**Goal**
Find every line in the listing below that contains the word "roof" and copy each one. Letter case must match.

**Data listing**

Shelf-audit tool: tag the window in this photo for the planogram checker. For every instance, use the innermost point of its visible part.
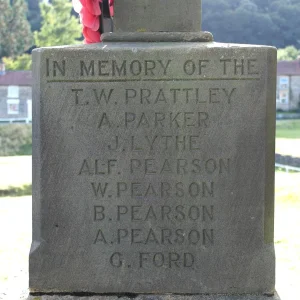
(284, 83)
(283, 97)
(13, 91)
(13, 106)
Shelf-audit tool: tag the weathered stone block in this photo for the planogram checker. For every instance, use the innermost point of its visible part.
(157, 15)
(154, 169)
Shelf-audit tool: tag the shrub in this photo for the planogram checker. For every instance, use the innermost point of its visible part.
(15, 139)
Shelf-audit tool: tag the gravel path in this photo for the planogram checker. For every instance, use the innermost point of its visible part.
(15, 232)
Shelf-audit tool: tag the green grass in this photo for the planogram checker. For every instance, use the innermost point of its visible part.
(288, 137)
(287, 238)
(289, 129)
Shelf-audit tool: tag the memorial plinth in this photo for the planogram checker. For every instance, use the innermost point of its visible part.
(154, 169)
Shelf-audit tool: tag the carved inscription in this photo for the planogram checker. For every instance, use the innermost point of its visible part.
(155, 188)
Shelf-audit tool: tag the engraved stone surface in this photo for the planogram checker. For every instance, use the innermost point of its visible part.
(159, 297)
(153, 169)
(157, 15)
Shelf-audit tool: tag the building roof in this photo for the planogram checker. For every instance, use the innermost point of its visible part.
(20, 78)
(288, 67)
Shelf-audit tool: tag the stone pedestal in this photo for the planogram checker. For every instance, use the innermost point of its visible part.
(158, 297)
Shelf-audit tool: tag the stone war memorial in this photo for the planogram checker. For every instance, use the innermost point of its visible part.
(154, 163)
* * *
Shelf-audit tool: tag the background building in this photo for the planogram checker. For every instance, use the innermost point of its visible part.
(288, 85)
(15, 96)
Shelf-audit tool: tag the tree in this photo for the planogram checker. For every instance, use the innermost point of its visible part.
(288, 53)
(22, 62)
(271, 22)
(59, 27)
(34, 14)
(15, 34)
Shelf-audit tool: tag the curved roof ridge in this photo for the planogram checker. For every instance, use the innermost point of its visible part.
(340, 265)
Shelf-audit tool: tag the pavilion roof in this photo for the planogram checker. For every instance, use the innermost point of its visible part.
---
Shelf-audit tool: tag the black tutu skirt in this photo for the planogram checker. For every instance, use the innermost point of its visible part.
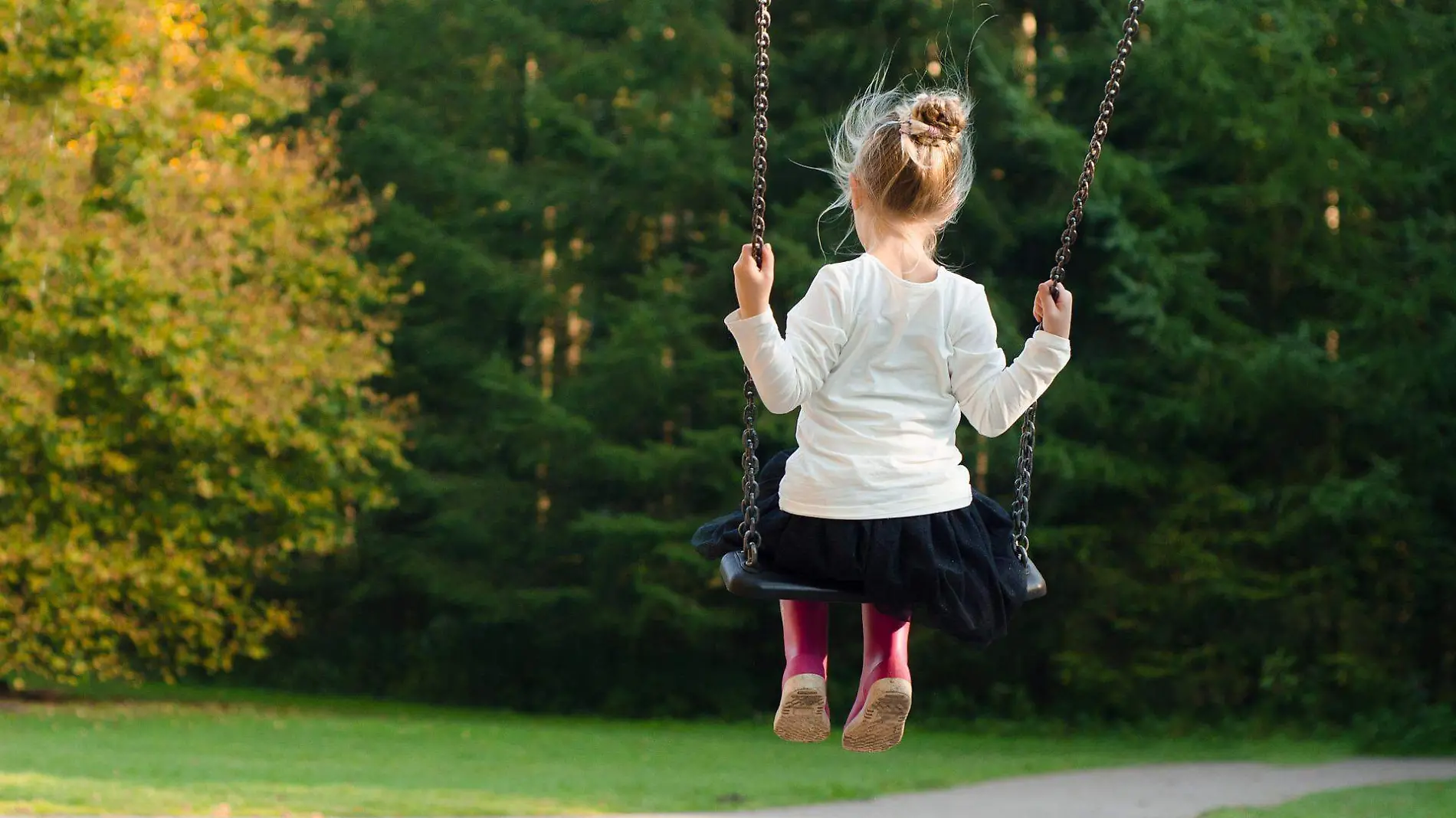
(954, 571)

**Response below**
Shelf-audit tool: tag the building roof in this photo for the planogram checker. For every instance, use the innermost point of its visible part.
Shelf-audit tool: tag the curved roof ridge in this photo for the planogram checker. For every instance, use the innermost point of its visible part.
Shelf-audit tool: tag the pavilion roof in this photo for the planogram checker. For every instance, use the innermost point of its visible part.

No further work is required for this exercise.